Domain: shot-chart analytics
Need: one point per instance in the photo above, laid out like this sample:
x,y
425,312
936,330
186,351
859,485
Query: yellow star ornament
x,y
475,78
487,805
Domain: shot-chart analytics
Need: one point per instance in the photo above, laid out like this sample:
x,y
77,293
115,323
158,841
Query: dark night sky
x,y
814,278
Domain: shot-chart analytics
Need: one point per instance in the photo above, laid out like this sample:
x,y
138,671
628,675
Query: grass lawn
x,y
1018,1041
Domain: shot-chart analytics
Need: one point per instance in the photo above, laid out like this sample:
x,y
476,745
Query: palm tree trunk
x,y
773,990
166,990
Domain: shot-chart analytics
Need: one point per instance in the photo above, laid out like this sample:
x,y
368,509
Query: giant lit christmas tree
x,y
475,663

- [Required task]: Copy all of the data above, character for character, keeping every line in its original order.

- [Answer to this task]:
Domain: shot-chart analytics
Need: one point per instance in the photo above, laid out like this sample:
x,y
425,312
936,330
186,351
859,485
Query: yellow star ornament
x,y
475,78
487,805
Domain: shot-chart analytics
Need: one point per instance in the photo above, laid out like this sample:
x,y
77,293
115,323
158,841
Query: dark night sky
x,y
814,278
Domain: shot-chart analytics
Need: one point per instance in the photo above, laid out like this sample:
x,y
138,671
628,675
Query: grass lawn
x,y
1018,1041
Domain: shot-chart analytics
Need: one point per instance in the photo above, laid out like this sample:
x,y
476,745
Query: palm tree trunk
x,y
773,990
166,990
Domain: shot-chart analytics
Need: one point per instance in the photo above, laid out like this sample:
x,y
368,509
Query: giant lit christmas tree
x,y
475,663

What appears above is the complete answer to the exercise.